━━ Given text ━━
Author Topic: pwm audio on atmega/arduino  (Read 19143 times)

g_u_e_s_t

pwm audio on atmega/arduino
« on: January 15, 2013, 12:18:22 AM »
i just finished a tutorial on getting the most out of your pwm, and thought it might be of use to the folks around here.  it starts with a basic overview of pwm and some of the tradeoffs:
http://www.openmusiclabs.com/learning/digital/pwm-dac/
then it goes into how to setup a dual pwm:
http://www.openmusiclabs.com/learning/digital/pwm-dac/dual-pwm-circuits/
and finally there is arduino/atmeg328 sample code for building a dual pwm that takes in audio from the onboad adc and plays it back out timer1 as a dac.  stuff could easily be thrown in the middle there to make a low-fi effects peda
http://wiki.openmusiclabs.com/wiki/PWMDAC

and for those who really want to dig deep, there is a full analysis of where all the distortion comes from, and ways to minimize it:
http://www.openmusiclabs.com/learning/digital/pwm-dac/pwm-distortion-analysis/

alparent

Re: pwm audio on atmega/arduino
« Reply #1 on: January 15, 2013, 08:11:18 AM »
Thanks for doing this.
I'm new to microcontroler and the digital side of this world.
So far I've only used my Arduino to do fancy switching.
But this is going to be interesting.

I'm building a shield with 2 jacks that will fit on my Arduino board.

Now you will have to teach us what can be dune with this other then outputing the input signal  ???

I told you I know nothing! :icon_redface:
« Last Edit: January 15, 2013, 12:21:13 PM by alparent »

slacker

Re: pwm audio on atmega/arduino
« Reply #2 on: January 15, 2013, 01:40:58 PM »
Nice tutorial, thanks for taking the time to do that. I think I'll need to read it through a few times to fully understand the dual PWM concept though.

alparent

Re: pwm audio on atmega/arduino
« Reply #3 on: January 16, 2013, 10:08:18 AM »
OK, as you will soon enough find out, I don't know what I'm talking about.
━━━
* _Exercises_
[a] In the forum thread, which timer does the sample code use to play the audio back out as a DAC?
[b] Reproduce the forum thread starting with "I told you I" and going on through "I'm talking about.", swapping "tutorial" for "write-up".
━━ Records supplied ━━
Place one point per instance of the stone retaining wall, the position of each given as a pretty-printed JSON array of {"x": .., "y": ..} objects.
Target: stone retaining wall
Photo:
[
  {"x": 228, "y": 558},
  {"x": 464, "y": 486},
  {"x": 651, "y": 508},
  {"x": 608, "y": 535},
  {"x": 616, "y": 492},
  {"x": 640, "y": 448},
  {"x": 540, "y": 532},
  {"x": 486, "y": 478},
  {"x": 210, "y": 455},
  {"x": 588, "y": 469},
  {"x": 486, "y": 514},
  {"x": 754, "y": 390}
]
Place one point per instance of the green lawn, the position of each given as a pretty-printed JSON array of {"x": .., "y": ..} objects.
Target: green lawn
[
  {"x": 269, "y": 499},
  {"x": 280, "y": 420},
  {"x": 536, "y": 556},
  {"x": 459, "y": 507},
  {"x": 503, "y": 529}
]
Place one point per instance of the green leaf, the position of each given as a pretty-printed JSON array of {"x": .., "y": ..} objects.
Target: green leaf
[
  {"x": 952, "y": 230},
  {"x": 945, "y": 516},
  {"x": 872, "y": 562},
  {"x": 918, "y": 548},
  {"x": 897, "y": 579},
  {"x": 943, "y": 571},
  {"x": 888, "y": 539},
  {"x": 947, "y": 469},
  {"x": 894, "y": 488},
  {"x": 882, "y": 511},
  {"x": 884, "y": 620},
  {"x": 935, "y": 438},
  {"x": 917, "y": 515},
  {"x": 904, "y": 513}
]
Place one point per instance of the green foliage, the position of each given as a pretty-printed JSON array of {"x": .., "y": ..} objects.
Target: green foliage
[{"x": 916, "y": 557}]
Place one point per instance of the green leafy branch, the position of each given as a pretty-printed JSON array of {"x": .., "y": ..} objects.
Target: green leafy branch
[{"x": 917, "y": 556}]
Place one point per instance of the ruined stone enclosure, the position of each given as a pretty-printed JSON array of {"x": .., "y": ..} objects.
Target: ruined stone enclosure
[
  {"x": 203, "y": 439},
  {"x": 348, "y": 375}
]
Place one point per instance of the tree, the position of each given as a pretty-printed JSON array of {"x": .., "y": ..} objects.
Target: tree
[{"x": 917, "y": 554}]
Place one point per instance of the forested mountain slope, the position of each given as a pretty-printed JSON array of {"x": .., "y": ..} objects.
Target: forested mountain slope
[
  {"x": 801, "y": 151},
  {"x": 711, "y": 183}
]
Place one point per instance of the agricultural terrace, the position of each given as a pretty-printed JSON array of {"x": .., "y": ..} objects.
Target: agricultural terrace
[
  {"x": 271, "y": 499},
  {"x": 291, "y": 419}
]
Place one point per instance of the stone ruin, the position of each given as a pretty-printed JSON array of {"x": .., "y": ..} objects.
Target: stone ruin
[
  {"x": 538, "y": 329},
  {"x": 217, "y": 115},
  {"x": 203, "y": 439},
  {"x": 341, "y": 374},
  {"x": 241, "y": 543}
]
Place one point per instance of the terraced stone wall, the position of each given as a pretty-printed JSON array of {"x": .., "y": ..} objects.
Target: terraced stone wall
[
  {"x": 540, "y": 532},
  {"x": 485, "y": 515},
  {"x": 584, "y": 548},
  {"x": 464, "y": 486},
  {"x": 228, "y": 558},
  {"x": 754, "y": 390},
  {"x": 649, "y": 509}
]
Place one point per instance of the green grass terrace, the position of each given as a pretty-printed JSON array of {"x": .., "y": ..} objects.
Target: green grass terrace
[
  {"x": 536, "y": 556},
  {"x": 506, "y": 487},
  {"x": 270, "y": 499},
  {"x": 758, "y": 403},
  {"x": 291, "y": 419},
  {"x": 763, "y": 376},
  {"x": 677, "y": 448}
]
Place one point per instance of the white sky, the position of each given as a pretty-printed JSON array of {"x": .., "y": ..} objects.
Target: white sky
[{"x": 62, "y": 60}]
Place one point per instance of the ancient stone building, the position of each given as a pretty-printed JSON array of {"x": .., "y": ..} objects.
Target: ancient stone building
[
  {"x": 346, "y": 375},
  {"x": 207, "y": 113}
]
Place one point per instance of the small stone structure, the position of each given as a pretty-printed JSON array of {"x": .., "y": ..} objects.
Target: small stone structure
━━━
* _Answers to each task_
[a] Timer1

[b]
I told you I know nothing! :icon_redface:
« Last Edit: January 15, 2013, 12:21:13 PM by alparent »

slacker

Re: pwm audio on atmega/arduino
« Reply #2 on: January 15, 2013, 01:40:58 PM »
Nice write-up, thanks for taking the time to do that. I think I'll need to read it through a few times to fully understand the dual PWM concept though.

alparent

Re: pwm audio on atmega/arduino
« Reply #3 on: January 16, 2013, 10:08:18 AM »
OK, as you will soon enough find out, I don't know what I'm talking about.